WHAT IS REQUIRED:
Reproduce word for word everything in the Lowood article below, from "EXCLUSIVE by EWAN" down to "in the courts.".

Sunday, 17 May 2020

Covid to make £220 million Lowood scheme "even more difficult"

EXCLUSIVE by EWAN LAMB

Scottish Borders Council's £220 million development project on the Lowood Estate, near Melrose, has been savaged by a planning consultant who claims the paperwork is so fundamentally flawed that the local authority will be open to legal challenges in the courts.

Last Friday saw the deadline for submissions in a 12-week consultation process centred on SBC's draft Supplementary Planning Guidance (SPG) for the ambitious raft of proposals at Lowood, adjacent to Tweedbank village.

Central to the scheme will be the construction of hundreds of new houses although the exact number has not been specified in the council's document.

The Lowood country estate was bought by SBC from the Hamilton family for £9.6 million in November 2018 with claims the local housing market was buoyant and there would be a healthy demand from developers.

But critics warn the Covid-19 lockdown's impact on the construction industry could kill short-term demand stone dead. There have even been suggestions the estate might become an ever increasing burden on local government finances in the Borders.

On Friday councillors received a hard-hitting submission from David Bell, an Edinburgh-based planning consultant acting for Middlemede Properties Ltd. (MPL), the owners of the Tweed's Upper Pavilion salmon fishery right next door to Lowood. Middlemede is particularly alarmed at the sheer scale of house-building proposed by SBC.

One of the strongest assertions outlined by Mr Bell in a 10-page dissection of the draft SPG relates to the housing demand in the area.

He writes: "The brief [to the council's own consultants]’s objectives included: Provide clear guidance on delivery mechanisms for the development of the site; and propose a scale and mix of uses that are deliverable in the context of the prevailing and anticipated market conditions.

EXTRACTED MATERIAL:
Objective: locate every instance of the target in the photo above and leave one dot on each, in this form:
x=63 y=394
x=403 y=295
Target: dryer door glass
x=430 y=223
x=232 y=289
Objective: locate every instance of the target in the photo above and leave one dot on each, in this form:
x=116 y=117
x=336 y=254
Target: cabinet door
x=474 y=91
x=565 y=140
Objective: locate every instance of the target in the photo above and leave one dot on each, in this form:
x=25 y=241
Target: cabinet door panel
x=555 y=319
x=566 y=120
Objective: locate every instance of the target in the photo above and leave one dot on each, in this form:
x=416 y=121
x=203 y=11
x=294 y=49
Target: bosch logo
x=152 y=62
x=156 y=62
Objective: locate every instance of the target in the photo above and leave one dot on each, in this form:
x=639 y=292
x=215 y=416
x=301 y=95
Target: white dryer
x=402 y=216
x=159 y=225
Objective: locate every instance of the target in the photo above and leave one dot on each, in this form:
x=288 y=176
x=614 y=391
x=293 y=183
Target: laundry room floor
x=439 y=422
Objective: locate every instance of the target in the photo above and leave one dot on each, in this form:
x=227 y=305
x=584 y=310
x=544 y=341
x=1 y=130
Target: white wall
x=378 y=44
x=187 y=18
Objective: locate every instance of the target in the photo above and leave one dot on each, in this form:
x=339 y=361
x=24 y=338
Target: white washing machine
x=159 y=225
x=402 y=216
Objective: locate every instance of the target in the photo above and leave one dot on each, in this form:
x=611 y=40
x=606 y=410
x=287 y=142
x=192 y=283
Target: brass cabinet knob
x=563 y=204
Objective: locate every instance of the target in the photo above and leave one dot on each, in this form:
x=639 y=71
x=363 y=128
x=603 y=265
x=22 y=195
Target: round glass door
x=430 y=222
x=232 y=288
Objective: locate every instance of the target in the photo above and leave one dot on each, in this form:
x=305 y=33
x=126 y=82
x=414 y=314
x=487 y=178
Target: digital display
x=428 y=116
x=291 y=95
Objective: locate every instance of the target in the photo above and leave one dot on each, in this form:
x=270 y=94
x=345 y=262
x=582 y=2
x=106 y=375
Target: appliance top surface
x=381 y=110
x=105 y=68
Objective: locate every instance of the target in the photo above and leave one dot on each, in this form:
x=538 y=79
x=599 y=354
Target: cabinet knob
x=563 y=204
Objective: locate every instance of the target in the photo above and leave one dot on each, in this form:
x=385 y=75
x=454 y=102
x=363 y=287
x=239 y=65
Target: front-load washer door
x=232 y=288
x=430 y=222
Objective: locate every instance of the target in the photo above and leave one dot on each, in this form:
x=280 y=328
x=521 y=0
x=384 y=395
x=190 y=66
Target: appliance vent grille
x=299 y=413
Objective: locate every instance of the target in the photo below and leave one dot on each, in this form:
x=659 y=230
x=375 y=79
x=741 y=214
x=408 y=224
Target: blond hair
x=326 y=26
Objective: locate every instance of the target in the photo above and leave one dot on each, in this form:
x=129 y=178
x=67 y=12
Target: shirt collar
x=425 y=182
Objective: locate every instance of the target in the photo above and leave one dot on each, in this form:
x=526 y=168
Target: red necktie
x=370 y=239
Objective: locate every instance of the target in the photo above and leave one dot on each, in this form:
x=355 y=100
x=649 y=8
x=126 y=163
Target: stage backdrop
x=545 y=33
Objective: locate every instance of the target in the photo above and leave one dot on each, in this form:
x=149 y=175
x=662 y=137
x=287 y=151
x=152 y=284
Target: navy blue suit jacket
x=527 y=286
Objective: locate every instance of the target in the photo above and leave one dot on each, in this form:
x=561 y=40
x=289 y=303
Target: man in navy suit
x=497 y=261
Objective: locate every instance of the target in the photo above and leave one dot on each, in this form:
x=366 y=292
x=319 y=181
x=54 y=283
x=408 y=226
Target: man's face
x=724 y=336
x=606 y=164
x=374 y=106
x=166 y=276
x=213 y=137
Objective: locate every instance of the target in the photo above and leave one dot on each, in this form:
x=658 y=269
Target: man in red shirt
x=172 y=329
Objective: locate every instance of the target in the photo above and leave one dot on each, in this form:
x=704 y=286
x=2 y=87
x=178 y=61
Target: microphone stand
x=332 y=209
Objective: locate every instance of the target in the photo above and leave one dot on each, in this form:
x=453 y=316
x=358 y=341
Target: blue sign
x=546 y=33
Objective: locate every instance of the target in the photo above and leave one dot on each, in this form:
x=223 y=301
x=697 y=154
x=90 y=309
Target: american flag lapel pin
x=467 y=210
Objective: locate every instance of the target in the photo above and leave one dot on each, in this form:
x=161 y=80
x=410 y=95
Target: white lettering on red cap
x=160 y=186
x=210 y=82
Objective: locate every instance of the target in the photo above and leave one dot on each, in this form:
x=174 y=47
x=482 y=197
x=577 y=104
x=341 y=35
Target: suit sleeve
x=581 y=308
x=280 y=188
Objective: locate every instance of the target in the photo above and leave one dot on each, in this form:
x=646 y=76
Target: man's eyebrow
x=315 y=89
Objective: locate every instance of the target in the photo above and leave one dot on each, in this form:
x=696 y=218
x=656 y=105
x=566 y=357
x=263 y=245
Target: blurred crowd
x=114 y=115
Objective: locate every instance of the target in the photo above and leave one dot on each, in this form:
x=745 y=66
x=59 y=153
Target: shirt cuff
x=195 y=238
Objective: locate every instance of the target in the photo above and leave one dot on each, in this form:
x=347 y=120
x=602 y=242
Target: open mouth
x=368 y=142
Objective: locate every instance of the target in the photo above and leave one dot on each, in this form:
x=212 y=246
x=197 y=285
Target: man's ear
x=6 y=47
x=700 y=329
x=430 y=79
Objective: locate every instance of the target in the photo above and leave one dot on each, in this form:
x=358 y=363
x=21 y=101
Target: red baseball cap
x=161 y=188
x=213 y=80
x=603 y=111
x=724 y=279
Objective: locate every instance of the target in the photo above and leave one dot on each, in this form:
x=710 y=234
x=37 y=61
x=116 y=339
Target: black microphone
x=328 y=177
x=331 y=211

SOLUTION TO THIS TASK:
EXCLUSIVE by EWAN LAMB

Scottish Borders Council's £220 million development project on the Lowood Estate, near Melrose, has been savaged by a planning consultant who claims the paperwork is so fundamentally flawed that the local authority will be open to legal challenges in the courts.